Challenge: Update the records from the line containing "1. Examine the image above and locate the red gift" through the line containing "249,342,351,396" by changing "beanie" to "knit cap", and give back only those lines with everything else unchanged.
--- start Input for this task ---
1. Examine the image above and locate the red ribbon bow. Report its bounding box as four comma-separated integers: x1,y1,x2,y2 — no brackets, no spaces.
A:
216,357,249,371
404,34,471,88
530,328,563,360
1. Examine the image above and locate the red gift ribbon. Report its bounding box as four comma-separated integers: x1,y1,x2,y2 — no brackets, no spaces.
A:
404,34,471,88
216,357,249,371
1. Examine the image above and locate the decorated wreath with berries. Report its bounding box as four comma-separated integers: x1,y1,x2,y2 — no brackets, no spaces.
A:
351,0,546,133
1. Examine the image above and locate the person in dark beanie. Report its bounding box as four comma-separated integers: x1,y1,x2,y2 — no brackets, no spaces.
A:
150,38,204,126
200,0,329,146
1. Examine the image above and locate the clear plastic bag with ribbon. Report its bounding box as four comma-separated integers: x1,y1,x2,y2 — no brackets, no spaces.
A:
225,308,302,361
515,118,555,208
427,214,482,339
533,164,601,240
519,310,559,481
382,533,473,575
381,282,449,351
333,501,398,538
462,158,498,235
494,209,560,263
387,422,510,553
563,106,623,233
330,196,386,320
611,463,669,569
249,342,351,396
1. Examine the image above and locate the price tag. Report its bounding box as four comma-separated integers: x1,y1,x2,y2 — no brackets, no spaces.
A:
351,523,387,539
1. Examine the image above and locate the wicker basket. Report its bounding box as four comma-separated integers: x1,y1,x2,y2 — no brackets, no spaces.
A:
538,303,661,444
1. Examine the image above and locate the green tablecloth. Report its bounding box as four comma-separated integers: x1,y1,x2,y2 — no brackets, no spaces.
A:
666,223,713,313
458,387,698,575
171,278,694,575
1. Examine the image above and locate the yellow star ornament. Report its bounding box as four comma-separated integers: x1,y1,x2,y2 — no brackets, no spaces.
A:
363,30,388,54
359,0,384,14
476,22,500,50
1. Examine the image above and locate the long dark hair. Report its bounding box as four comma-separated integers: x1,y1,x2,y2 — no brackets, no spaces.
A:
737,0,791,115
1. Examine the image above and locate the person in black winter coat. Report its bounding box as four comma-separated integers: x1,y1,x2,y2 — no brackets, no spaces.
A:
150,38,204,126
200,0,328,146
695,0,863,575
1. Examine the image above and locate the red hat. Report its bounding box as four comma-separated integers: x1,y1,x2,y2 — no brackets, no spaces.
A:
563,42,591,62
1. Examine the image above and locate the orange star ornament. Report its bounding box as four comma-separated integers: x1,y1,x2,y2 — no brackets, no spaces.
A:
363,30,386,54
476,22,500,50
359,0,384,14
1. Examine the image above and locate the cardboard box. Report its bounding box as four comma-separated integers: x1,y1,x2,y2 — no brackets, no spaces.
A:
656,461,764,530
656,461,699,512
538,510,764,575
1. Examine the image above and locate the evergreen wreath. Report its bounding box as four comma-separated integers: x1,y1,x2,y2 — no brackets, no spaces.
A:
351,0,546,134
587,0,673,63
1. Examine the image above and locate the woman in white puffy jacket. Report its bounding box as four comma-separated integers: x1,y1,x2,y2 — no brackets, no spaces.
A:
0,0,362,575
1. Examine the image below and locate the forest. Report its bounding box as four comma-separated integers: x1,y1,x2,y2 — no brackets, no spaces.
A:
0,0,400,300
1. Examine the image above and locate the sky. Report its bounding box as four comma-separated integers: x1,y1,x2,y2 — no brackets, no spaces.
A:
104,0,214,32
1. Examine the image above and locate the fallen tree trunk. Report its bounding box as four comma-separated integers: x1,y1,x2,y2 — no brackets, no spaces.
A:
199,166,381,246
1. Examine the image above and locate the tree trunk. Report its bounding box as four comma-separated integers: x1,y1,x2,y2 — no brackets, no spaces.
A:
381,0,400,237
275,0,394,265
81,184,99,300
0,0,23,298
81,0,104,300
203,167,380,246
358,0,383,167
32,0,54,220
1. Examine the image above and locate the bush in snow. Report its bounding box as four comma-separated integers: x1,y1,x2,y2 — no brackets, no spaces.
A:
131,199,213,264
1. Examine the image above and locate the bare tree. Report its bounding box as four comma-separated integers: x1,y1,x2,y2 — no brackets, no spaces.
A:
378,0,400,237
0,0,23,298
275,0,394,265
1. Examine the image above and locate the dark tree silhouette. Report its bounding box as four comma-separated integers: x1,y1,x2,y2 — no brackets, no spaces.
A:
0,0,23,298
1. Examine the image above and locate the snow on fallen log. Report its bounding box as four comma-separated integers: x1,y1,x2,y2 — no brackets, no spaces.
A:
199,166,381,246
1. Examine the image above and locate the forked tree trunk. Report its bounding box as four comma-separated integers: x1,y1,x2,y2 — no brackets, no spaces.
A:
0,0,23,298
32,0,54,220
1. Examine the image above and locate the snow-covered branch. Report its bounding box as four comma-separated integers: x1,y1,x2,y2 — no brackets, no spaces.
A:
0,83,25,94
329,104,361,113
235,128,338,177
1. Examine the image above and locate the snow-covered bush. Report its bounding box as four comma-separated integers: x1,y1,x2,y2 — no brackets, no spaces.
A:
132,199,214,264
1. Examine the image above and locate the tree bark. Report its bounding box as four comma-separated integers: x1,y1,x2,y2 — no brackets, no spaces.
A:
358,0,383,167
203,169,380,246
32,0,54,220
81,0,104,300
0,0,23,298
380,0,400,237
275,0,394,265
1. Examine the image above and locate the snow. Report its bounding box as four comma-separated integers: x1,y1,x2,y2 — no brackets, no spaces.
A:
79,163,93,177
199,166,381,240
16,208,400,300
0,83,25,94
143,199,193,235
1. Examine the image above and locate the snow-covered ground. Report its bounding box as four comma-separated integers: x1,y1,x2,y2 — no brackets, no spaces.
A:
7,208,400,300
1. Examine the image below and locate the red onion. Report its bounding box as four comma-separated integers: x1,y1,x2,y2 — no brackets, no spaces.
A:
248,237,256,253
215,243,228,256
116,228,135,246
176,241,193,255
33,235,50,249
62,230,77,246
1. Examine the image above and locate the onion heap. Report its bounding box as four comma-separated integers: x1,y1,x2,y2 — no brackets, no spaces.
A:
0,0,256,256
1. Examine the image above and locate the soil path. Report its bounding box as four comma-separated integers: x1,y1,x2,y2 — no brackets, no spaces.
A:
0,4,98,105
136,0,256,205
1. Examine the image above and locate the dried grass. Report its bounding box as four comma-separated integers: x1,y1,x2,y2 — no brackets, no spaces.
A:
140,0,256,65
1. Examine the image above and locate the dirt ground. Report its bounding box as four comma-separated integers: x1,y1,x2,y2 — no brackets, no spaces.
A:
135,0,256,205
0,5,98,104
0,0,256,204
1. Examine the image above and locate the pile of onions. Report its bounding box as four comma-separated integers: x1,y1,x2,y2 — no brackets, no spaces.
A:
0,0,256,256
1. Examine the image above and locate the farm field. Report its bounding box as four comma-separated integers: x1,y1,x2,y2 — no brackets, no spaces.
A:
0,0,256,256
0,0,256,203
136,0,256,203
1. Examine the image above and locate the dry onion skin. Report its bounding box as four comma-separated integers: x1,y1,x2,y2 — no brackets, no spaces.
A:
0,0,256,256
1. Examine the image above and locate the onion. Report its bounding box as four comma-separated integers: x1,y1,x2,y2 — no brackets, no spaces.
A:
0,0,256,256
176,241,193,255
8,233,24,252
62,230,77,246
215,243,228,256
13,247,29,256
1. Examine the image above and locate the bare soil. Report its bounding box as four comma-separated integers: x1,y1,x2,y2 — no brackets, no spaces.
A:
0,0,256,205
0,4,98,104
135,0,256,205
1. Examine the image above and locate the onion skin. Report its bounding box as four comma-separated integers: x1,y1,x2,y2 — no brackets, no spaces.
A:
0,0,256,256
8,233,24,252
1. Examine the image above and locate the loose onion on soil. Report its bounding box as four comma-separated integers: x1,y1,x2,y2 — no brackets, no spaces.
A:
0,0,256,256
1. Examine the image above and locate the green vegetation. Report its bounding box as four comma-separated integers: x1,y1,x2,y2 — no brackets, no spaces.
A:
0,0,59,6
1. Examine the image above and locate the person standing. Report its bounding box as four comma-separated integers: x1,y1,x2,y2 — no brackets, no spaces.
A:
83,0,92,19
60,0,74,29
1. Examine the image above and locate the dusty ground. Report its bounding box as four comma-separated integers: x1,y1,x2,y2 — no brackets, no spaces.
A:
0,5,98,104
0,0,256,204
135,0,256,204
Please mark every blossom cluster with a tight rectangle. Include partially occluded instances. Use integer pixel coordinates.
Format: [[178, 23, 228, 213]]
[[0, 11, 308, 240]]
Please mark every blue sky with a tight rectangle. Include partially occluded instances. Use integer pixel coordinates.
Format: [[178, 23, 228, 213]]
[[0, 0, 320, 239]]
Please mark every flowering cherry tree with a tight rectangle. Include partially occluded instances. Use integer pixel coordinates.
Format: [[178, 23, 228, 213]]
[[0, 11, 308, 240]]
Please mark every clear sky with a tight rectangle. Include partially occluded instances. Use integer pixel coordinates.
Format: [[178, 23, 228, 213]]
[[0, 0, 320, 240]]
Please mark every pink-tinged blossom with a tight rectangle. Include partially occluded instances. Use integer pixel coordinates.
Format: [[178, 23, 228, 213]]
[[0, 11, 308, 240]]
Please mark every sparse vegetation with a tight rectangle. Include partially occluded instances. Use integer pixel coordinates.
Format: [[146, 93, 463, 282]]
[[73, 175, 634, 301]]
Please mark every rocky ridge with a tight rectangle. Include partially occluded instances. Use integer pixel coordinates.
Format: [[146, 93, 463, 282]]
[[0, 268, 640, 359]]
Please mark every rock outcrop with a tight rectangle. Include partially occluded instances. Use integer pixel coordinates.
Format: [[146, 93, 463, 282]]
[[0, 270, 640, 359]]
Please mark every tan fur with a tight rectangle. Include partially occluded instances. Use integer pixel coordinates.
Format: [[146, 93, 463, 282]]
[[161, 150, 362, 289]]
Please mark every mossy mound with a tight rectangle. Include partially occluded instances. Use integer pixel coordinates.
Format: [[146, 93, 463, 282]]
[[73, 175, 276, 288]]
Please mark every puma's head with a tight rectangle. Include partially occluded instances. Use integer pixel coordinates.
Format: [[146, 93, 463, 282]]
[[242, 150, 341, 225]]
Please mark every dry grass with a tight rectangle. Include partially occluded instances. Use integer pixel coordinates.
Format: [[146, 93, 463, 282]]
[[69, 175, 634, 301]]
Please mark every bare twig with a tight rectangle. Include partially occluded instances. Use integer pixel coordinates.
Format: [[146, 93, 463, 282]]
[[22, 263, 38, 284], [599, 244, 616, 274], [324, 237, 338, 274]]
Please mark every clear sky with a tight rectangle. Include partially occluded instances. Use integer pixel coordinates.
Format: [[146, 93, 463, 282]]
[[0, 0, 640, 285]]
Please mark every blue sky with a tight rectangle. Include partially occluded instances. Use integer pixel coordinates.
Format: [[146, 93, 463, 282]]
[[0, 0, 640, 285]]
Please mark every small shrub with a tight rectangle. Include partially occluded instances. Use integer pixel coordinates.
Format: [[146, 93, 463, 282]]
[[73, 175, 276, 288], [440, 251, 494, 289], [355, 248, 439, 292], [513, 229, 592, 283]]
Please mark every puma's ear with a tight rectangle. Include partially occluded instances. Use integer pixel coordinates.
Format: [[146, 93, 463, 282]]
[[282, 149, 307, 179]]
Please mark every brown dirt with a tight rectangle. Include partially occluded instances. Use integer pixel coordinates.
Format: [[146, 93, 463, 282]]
--- end Input for this task ---
Written response:
1. Examine the image above and locate the red gift ribbon. Report its bounding box as four comma-separated integers: x1,y1,x2,y2 — no brackets, no spaces.
A:
404,34,471,88
216,357,249,371
1. Examine the image above and locate the decorated wreath with berries. Report its bounding box as four comma-separated integers: x1,y1,x2,y2 — no brackets, no spaces.
A:
351,0,546,133
1. Examine the image above and locate the person in dark knit cap. Report its bounding box as four comma-separated integers: x1,y1,x2,y2 — no brackets, no spaces.
A:
150,38,204,126
200,0,329,146
1. Examine the image above and locate the clear plastic bag with ribbon. Report its bounding box as four comma-separated integers: x1,y1,x2,y2 — no brackets, no spaces.
A:
225,308,302,361
515,118,555,208
427,214,482,339
533,164,601,240
519,310,559,481
382,533,473,575
381,282,449,351
333,501,398,538
462,158,498,235
494,209,560,263
387,422,510,553
563,106,623,233
330,196,386,320
611,463,669,569
249,342,351,396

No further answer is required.